■ Action item ■
Your output must reproduce all the records below precisely and contain no pictures.

■ Data entries ■
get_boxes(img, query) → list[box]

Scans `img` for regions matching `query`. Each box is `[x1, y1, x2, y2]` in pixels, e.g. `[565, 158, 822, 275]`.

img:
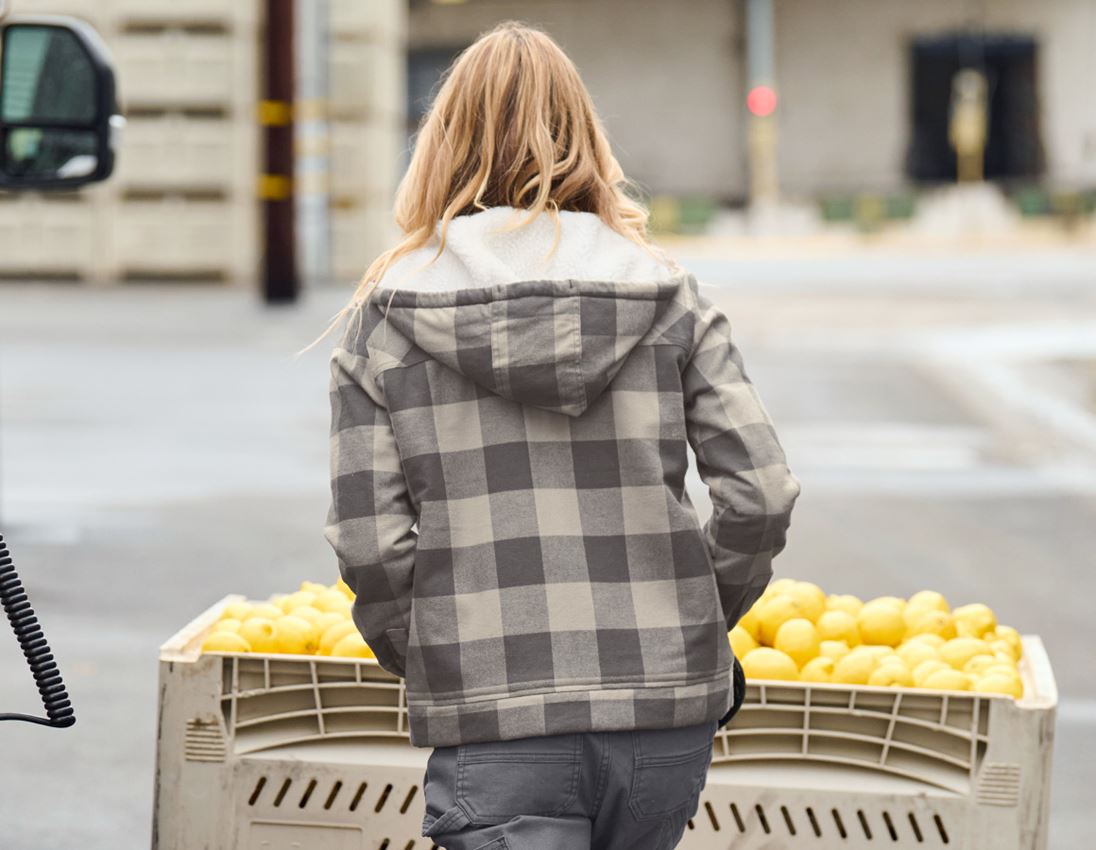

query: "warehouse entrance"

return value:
[905, 34, 1044, 183]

■ Response area ■
get_boxes(img, query) → list[box]

Scans `img` for regions matching `query`. Each box is `[x1, y1, x2, y2]` in pixels, e.g. `[565, 158, 822, 275]`.

img:

query: "warehouse entrance"

return value:
[905, 34, 1044, 183]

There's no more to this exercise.